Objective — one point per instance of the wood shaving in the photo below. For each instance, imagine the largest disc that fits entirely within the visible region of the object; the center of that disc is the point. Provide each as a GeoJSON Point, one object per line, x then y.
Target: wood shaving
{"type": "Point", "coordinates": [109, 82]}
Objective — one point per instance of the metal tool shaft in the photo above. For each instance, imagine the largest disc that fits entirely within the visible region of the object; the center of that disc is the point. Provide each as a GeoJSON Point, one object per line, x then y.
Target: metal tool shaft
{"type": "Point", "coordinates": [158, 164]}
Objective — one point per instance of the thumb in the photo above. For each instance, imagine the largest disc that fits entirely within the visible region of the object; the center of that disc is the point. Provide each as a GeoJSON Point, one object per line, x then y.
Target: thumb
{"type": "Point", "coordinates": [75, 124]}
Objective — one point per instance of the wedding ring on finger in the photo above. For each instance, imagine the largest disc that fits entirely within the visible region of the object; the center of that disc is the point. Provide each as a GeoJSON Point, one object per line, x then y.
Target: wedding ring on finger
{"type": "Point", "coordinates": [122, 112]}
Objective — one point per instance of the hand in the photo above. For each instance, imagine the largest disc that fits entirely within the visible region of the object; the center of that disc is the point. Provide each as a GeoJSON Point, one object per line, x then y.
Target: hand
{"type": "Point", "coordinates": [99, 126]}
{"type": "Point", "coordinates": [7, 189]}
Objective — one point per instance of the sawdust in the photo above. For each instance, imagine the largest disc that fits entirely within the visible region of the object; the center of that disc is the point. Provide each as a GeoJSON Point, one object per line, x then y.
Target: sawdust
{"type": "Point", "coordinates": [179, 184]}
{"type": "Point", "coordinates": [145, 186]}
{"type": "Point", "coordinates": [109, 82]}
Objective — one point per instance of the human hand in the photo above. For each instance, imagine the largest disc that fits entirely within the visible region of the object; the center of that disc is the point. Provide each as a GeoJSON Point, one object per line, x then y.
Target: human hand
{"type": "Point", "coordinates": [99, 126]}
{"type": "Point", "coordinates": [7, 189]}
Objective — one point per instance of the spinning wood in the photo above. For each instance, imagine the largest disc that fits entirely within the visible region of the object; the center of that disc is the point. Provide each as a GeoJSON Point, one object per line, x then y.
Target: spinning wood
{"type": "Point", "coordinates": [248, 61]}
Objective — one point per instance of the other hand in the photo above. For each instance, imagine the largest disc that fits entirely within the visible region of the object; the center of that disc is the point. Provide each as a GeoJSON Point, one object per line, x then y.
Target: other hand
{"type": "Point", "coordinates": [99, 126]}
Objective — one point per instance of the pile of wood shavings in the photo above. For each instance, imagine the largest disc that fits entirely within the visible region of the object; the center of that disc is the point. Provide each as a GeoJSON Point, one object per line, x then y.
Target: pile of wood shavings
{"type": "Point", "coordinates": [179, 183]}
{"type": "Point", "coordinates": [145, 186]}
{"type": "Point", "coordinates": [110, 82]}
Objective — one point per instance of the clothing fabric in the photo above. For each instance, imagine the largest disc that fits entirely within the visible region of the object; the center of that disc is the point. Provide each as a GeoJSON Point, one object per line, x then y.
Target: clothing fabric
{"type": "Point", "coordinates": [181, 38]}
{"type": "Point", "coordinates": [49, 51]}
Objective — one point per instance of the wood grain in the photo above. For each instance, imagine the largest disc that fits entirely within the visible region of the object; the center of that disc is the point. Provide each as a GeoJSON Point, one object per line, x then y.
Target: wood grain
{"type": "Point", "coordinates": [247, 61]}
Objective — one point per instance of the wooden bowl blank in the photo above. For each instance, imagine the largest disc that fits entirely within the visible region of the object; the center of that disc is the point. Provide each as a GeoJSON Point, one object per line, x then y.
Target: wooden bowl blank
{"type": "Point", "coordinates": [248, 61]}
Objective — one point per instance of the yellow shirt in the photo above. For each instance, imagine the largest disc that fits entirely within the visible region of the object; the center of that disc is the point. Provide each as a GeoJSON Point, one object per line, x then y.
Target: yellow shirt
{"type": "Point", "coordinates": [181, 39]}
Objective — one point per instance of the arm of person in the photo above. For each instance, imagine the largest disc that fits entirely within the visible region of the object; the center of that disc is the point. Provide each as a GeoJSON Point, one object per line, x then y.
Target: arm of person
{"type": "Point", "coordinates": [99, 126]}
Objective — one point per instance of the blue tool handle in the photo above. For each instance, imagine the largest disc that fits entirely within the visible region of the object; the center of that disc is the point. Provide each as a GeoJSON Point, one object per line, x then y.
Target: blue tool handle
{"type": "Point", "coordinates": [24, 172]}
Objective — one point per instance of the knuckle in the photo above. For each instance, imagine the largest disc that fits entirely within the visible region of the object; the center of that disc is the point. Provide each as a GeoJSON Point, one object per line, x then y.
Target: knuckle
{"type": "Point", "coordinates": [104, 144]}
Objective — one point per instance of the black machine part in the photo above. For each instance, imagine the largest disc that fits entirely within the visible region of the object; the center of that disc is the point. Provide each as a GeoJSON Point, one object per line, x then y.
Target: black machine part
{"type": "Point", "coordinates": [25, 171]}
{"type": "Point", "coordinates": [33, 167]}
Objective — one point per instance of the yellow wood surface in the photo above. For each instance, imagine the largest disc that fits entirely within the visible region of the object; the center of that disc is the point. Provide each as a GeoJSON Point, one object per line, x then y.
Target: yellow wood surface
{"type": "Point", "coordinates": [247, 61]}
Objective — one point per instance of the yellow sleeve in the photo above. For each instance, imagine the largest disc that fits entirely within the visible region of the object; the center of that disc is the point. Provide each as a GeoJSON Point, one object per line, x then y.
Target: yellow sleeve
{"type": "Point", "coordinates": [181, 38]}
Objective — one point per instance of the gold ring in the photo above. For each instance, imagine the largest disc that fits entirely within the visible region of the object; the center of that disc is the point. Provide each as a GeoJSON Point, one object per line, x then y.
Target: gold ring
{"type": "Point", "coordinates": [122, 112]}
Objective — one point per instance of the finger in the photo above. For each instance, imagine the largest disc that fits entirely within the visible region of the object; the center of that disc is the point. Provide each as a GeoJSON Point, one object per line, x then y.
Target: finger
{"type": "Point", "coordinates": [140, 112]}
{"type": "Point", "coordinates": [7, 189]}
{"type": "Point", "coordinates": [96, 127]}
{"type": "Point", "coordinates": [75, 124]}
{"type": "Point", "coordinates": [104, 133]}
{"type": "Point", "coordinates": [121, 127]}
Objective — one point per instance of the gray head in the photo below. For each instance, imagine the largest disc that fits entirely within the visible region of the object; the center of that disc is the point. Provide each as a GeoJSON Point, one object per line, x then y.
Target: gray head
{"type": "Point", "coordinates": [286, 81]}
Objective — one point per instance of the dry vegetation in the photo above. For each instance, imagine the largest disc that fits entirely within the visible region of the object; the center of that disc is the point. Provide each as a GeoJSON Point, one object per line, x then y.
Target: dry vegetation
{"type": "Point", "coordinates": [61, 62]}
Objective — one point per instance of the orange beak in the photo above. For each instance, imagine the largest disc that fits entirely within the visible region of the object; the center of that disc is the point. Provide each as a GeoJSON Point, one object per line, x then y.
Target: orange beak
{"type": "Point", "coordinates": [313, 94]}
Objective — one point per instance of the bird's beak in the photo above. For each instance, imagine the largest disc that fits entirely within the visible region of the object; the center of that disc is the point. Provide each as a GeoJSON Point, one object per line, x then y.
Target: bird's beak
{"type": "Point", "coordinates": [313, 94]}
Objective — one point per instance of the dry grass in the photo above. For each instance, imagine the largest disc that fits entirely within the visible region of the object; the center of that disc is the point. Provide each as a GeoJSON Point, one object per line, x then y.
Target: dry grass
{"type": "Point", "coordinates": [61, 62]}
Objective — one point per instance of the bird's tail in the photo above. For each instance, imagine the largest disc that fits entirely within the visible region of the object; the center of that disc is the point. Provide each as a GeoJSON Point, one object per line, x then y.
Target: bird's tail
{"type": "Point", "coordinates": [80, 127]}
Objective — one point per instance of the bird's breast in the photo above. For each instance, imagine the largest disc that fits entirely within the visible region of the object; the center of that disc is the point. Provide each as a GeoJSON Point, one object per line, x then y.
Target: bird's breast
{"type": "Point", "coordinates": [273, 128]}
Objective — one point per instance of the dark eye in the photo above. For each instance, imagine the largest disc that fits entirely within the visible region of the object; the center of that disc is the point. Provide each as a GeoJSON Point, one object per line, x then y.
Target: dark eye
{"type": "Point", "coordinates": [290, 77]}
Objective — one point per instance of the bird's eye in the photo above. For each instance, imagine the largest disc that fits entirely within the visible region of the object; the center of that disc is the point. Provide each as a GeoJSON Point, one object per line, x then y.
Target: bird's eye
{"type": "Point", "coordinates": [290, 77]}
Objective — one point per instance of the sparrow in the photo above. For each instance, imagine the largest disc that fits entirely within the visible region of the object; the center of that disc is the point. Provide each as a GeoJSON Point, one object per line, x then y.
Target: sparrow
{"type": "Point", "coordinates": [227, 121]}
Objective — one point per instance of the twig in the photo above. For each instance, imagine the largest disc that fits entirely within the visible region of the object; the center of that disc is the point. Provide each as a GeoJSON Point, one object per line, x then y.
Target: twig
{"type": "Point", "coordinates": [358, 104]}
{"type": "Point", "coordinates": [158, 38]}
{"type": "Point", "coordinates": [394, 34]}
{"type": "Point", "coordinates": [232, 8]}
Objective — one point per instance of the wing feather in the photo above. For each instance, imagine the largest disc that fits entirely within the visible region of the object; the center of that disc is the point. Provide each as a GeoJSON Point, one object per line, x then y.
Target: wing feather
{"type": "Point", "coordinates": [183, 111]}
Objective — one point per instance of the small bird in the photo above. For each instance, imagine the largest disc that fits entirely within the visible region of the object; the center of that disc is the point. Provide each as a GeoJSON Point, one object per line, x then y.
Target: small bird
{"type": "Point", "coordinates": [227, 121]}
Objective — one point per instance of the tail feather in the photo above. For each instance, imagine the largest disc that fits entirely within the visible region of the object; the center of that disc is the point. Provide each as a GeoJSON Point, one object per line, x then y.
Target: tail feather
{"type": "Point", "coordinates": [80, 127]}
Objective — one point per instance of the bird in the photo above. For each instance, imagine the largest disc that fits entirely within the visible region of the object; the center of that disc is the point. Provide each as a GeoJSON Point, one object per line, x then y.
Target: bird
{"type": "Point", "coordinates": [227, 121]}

--

Copy the entries above exactly, but only from the line holding "Target: human hand" through the line holding "Objective — one point per instance of the spinning", both included.

Target: human hand
{"type": "Point", "coordinates": [99, 126]}
{"type": "Point", "coordinates": [7, 189]}
Objective — one point per instance of the spinning wood in the photo above. For each instance, imagine the largest disc that fits entirely within the visible region of the object; the center of that disc is the point. Provide each as a GeoJSON Point, one object per line, x then y.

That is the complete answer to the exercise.